- Texto do exercício
******************************

A cirurgia mais radical ocorreu em janeiro de 2009. Alertado da complexidade, Alencar ficou na mesa de cirurgia por 17 horas, quando extraiu 18 pequenos tumores e foi submetido a quimioterapia ao mesmo tempo.
Em maio daquele ano, o câncer voltou e o vice-presidente decidiu passar por um tratamento experimental nos Estados Unidos que ele afirmava estar surtindo efeito. "Temos boas notícias. O resultado da tomografia mostra uma reação do medicamento sobre o tumor", disse, em julho de 2009.
Católico, sempre evocava a figura de Deus em suas declarações. "Ninguém manda na vida, o dia que Deus quiser me levar, me leva mesmo e não precisa de câncer para levar."
CAMPANHA CONTRA JUROS
Alencar também será lembrado por sua constante crítica à política de juros altos do governo Lula, comportamento que podia desagradar o Banco Central, responsável por fixar a taxa, mas servia de ponte com o setor produtivo, de onde era egresso.
Um dos principais industriais do setor têxtil, ele procurava ser a voz dos empresários no segundo mais alto posto da hierarquia política.
Chegou a propor que políticos tomassem o lugar dos técnicos no Banco Central. Em 2005, disse que os juros do BC não são uma forma de controlar a inflação, mas um "despropósito", um "assalto" contra os trabalhadores e a classe empresarial.

******************************

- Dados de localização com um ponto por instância
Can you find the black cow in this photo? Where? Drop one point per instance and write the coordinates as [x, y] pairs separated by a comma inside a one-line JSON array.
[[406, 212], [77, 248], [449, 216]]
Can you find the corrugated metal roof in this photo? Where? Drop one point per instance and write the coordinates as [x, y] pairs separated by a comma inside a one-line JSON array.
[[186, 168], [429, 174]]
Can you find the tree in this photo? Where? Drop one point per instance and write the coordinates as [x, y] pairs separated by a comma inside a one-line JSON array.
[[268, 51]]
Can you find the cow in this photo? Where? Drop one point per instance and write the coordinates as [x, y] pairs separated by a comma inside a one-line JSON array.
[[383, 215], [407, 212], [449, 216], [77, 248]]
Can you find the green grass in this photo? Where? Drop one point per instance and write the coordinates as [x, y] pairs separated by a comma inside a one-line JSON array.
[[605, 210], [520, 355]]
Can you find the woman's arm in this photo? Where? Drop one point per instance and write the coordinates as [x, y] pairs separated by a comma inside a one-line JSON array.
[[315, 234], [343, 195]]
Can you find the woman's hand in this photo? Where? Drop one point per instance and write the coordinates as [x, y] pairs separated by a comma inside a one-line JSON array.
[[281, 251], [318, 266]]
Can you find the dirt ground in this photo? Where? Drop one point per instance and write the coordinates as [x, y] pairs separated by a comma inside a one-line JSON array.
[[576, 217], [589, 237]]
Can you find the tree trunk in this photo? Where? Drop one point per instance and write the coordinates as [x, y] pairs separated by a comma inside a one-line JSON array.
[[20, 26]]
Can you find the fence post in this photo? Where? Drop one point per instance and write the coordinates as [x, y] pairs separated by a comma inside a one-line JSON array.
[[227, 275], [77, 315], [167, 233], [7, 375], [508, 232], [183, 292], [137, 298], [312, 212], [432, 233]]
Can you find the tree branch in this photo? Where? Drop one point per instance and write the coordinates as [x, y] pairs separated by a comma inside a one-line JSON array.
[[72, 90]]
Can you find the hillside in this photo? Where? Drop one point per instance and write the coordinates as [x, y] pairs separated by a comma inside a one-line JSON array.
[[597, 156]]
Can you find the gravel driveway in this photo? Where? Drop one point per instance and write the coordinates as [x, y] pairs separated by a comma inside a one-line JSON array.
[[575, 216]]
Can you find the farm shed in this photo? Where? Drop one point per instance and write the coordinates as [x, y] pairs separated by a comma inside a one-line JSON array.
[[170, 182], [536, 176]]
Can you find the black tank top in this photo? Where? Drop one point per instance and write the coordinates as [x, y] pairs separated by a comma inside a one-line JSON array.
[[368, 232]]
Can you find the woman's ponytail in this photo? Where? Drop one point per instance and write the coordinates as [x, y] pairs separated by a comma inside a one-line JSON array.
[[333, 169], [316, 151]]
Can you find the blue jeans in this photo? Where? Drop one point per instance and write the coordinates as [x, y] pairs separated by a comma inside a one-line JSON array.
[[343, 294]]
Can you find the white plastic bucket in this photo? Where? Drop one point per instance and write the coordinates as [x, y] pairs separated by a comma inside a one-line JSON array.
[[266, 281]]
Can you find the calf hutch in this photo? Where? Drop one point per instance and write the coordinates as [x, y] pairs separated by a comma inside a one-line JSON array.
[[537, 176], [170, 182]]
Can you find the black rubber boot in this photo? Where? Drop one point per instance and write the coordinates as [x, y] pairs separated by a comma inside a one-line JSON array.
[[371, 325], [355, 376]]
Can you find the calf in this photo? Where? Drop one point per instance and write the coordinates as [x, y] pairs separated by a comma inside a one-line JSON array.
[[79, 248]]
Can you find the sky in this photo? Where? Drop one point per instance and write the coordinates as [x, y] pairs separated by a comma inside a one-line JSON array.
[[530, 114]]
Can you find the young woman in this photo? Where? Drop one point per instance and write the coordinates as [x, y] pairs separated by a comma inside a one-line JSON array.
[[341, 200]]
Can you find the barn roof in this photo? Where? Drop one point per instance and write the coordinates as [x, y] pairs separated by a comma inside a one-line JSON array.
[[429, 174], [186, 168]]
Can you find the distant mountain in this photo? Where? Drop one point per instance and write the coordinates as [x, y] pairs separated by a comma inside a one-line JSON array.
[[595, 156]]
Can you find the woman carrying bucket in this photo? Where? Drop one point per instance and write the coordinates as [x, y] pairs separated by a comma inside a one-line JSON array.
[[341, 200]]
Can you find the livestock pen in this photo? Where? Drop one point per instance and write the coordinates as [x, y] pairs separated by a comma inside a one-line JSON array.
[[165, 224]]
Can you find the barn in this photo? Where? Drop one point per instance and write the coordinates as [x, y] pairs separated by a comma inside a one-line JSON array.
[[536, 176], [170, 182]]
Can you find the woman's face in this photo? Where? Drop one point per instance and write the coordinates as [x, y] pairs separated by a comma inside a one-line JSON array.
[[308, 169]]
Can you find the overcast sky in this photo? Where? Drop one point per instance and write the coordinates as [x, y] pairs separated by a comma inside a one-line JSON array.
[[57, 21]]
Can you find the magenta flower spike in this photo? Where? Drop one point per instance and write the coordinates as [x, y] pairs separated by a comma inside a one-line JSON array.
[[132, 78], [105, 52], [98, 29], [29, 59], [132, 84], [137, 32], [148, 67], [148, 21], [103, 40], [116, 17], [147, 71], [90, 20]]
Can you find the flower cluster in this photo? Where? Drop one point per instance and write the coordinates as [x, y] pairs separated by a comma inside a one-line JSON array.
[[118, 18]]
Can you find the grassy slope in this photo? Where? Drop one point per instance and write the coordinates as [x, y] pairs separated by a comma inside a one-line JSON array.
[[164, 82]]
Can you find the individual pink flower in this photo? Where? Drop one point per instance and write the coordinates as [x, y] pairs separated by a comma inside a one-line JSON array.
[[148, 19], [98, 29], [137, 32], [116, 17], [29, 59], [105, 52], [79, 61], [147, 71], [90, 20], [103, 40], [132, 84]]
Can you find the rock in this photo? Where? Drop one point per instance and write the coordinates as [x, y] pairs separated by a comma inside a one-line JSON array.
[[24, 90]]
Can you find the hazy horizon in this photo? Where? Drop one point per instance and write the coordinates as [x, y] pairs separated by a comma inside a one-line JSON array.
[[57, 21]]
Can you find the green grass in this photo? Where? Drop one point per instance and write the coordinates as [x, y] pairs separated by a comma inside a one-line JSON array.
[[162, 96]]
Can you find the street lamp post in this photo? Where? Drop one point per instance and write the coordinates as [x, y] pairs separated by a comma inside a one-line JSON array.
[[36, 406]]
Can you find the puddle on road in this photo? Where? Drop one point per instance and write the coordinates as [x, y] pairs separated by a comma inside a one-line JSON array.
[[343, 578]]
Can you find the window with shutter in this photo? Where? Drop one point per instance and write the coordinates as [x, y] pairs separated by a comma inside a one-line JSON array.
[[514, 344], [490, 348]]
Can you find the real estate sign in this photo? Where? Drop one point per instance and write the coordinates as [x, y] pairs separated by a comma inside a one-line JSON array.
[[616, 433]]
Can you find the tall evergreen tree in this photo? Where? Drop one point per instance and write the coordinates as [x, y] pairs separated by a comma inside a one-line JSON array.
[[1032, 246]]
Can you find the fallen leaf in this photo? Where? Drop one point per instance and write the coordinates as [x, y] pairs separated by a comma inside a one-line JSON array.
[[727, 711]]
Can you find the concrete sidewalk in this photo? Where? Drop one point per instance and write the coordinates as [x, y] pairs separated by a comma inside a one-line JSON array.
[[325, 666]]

******************************

- Exercícios
**1)** Quais referências a meses ou anos aparecem no texto sobre Alencar? Liste todas, com as palavras usadas no texto.
**2)** Responda com base no texto sobre Alencar:
(a) Por quantas horas Alencar ficou na mesa de cirurgia em janeiro de 2009?
(b) Em que país ele fez o tratamento experimental?
(c) De qual setor industrial ele era um dos principais industriais?
**3)** Retome o texto sobre Alencar logo após a última frase apresentada.

- Respostas dos exercícios
**1)** janeiro de 2009; maio daquele ano; julho de 2009; 2005

**2)**
(a) 17 horas.
(b) Nos Estados Unidos.
(c) Do setor têxtil.

**3)**
Em um seminário em São Paulo em agosto de 2008, o vice não se intimidou com a presença do então presidente do Banco Central, Henrique Meirelles.
"A tese de que os juros elevados são um instrumento para controle da inflação é verdadeira. No entanto, assim como os bons remédios, é preciso que sejam aplicados depois de um diagnóstico correto e seguro", afirmou a uma plateia de dirigentes empresarias.
Enquanto ele discursava, Meirelles parecia não ouvi-lo e fazia comentários com o ex-ministro da Fazenda Pedro Malan, também presente ao evento.
O então vice foi ainda voz isolada no governo colocando-se de forma contrária à cobrança da CPMF, tributo defendido por Lula até o último dia de seu governo.
Em dezembro de 2007, ao comentar a rejeição da contribuição pelo Senado, disse se tratar de um "imposto abominável". Chamadas de "remendo", as medidas anunciadas pelo governo para compensar o fim da CPMF também não foram poupadas.
Alencar integrou em 2002, pelo PL (Partido Liberal), a chapa encabeçada pelo então candidato Lula. Naquele momento, o PL era um dos principais apoios partidários à candidatura do petista.
A dobradinha Lula-Alencar foi repetida na reeleição de 2006, quando Alencar já estava no PRB (Partido Republicano Brasileiro) e o PL alterou o nome, para Partido da República (PR). As trocas de siglas foram consequência do escândalo do mensalão, que envolveu os partidos da base lulista, mas não atingiram diretamente Alencar.
DE BALCONISTA A INDUSTRAL
No governo, Alencar acumulou a vice-presidência com o posto de ministro da Defesa entre novembro de 2004 e 31 de março de 2006. Antes de integrar o governo Lula, tentou sem sucesso a candidatura ao governo mineiro em 1994 e elegeu-se senador em 1998 pelo PMDB, de onde partiu para o PL em 2001, já em um movimento que visava a aliança da legenda com o PT para a disputa presidencial.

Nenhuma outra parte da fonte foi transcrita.